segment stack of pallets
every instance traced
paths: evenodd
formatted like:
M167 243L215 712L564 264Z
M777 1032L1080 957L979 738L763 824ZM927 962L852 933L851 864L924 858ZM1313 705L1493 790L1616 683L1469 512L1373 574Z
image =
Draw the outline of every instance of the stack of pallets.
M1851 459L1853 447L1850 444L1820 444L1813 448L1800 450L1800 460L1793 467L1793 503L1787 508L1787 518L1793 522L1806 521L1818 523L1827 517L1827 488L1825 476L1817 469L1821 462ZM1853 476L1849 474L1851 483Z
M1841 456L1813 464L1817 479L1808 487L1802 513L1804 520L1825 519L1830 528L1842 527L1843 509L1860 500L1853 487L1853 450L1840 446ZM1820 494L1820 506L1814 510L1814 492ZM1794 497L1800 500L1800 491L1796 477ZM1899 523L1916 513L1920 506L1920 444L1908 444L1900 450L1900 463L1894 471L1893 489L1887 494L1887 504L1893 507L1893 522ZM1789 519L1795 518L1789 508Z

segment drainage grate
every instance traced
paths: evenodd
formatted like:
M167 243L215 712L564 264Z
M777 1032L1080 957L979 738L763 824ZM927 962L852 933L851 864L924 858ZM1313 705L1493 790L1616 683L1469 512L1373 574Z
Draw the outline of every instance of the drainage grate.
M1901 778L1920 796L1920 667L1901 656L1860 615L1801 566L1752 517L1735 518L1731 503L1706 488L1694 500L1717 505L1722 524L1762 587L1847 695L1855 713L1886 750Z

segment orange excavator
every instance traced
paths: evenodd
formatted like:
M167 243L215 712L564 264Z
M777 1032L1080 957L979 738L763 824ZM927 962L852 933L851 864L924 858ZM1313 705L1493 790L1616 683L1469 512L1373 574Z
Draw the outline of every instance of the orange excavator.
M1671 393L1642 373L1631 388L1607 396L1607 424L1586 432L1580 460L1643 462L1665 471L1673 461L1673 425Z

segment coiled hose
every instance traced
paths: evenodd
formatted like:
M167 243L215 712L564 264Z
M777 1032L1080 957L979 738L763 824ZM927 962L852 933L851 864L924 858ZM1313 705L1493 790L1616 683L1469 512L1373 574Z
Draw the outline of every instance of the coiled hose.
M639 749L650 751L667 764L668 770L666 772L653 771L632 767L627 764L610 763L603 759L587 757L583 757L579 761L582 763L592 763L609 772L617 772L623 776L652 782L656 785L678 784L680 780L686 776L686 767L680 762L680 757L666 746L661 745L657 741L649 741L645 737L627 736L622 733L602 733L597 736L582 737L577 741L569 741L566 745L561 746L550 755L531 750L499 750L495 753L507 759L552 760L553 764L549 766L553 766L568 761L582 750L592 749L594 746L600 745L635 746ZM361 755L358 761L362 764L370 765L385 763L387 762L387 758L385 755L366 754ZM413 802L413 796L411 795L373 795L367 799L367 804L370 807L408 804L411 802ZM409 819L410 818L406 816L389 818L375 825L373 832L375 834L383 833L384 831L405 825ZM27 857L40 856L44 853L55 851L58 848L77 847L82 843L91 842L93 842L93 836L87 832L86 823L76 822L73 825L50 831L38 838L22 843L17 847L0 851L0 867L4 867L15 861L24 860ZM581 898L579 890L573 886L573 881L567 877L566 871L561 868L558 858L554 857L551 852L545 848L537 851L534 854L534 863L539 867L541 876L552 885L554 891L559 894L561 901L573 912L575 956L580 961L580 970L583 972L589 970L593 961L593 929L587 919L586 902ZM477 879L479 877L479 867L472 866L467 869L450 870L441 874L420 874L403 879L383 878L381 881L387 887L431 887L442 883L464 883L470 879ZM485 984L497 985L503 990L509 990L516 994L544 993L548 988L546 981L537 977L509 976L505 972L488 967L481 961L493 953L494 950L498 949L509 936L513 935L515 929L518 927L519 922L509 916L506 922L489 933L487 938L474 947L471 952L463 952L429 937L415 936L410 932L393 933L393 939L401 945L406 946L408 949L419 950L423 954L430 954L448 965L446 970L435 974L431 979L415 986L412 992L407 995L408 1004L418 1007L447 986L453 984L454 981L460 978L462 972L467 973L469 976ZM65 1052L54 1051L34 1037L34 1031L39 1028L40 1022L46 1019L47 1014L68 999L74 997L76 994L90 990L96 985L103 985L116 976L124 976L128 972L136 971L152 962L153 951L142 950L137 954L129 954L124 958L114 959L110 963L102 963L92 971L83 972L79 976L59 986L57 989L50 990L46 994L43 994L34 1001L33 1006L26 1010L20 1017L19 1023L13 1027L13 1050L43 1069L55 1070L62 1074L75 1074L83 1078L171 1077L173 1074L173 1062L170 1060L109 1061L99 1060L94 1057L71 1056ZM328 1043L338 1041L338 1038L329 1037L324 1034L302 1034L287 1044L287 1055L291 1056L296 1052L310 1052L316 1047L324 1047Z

Required work: Using the exact wording, repeat all the entries.

Solution:
segment stack of pallets
every instance traced
paths: evenodd
formatted like:
M167 243L215 712L564 264Z
M777 1032L1080 957L979 738L763 824ZM927 962L852 933L851 864L924 858ZM1313 705L1493 790L1616 683L1469 512L1373 574Z
image =
Draw the outline of every instance of the stack of pallets.
M1851 459L1853 447L1850 444L1820 444L1813 448L1800 450L1800 460L1793 467L1793 503L1787 508L1787 518L1793 522L1806 521L1818 523L1827 517L1827 488L1825 476L1817 469L1821 462ZM1853 476L1849 474L1851 483Z
M1841 456L1813 464L1817 479L1808 487L1802 513L1804 520L1825 519L1830 528L1842 527L1843 509L1860 500L1853 487L1853 450L1840 446ZM1820 494L1820 506L1814 510L1814 492ZM1794 497L1800 500L1800 491L1796 477ZM1899 523L1916 513L1920 506L1920 444L1908 444L1900 450L1900 463L1894 471L1893 489L1887 494L1887 504L1893 507L1893 522ZM1789 519L1795 518L1789 508Z

segment drainage grate
every instance traced
paths: evenodd
formatted like:
M167 243L215 712L564 264Z
M777 1032L1080 957L979 738L763 824ZM927 962L852 933L851 864L924 858ZM1313 705L1493 790L1616 683L1469 512L1373 574Z
Draw the outline of every instance of the drainage grate.
M1901 778L1920 796L1920 667L1901 656L1860 615L1801 566L1752 517L1735 518L1731 503L1706 488L1694 500L1717 505L1722 524L1762 587L1847 695L1855 713L1886 750Z

segment orange excavator
every instance traced
paths: evenodd
formatted like:
M167 243L215 712L564 264Z
M777 1032L1080 957L979 738L763 824ZM927 962L852 933L851 864L924 858ZM1313 705L1493 790L1616 683L1469 512L1373 574Z
Draw the outline of every instance of the orange excavator.
M1671 393L1642 373L1631 388L1607 396L1607 424L1586 432L1580 460L1643 462L1665 471L1673 461L1673 425Z

segment coiled hose
every instance traced
paths: evenodd
formatted like:
M167 243L215 712L564 264Z
M777 1032L1080 957L979 738L763 824ZM927 962L852 933L851 864L924 858ZM1313 705L1493 790L1616 683L1469 512L1373 574Z
Draw the outline of every instance of the coiled hose.
M639 749L650 751L667 764L668 770L666 772L653 771L632 767L627 764L610 763L603 759L587 757L583 757L579 761L582 763L592 763L609 772L617 772L623 776L652 782L656 785L678 784L680 780L686 776L686 767L680 762L680 757L666 746L661 745L657 741L649 741L645 737L627 736L622 733L602 733L597 736L582 737L577 741L569 741L566 745L561 746L550 755L531 750L499 750L495 753L507 759L552 760L553 764L549 766L553 766L568 761L582 750L592 749L594 746L600 745L635 746ZM361 755L358 761L362 764L370 765L385 763L387 762L387 758L385 755L366 754ZM413 802L413 796L411 795L373 795L367 799L367 804L370 807L408 804L411 802ZM409 819L410 818L406 816L389 818L375 825L373 832L375 834L383 833L384 831L405 825ZM27 857L40 856L44 853L55 851L58 848L77 847L82 843L91 842L93 842L93 836L87 832L86 823L76 822L73 825L50 831L38 838L22 843L17 847L0 851L0 867L4 867L15 861L24 860ZM581 898L579 890L573 886L573 881L567 877L566 871L561 868L558 858L554 857L551 852L545 848L537 851L534 854L534 863L539 867L541 876L552 885L554 891L559 894L561 901L573 912L575 956L580 961L580 970L583 972L589 970L593 961L593 929L587 919L586 902ZM477 879L479 877L479 867L472 866L467 869L450 870L441 874L420 874L403 879L383 878L381 881L387 887L431 887L442 883L464 883L470 879ZM485 984L497 985L503 990L509 990L516 994L544 993L548 988L546 981L537 977L509 976L505 972L488 967L481 961L493 953L494 950L498 949L509 936L513 935L515 929L518 927L519 922L509 916L506 922L489 933L487 938L474 947L471 952L463 952L429 937L415 936L410 932L393 933L393 939L401 945L406 946L408 949L419 950L423 954L430 954L448 965L446 970L435 974L431 979L415 986L412 992L407 995L408 1004L418 1007L447 986L453 984L454 981L460 978L462 972L467 973L469 976ZM65 1052L54 1051L34 1037L34 1031L39 1028L40 1022L46 1019L47 1014L68 999L74 997L76 994L90 990L96 985L103 985L116 976L124 976L128 972L136 971L152 962L153 951L142 950L137 954L129 954L124 958L114 959L110 963L102 963L92 971L83 972L79 976L59 986L57 989L50 990L46 994L43 994L34 1001L33 1006L26 1010L20 1017L19 1023L13 1027L13 1050L43 1069L55 1070L62 1074L75 1074L83 1078L171 1077L173 1074L173 1062L170 1060L109 1061L99 1060L94 1057L71 1056ZM328 1043L338 1041L338 1038L329 1037L324 1034L302 1034L287 1044L287 1055L291 1056L296 1052L310 1052L316 1047L324 1047Z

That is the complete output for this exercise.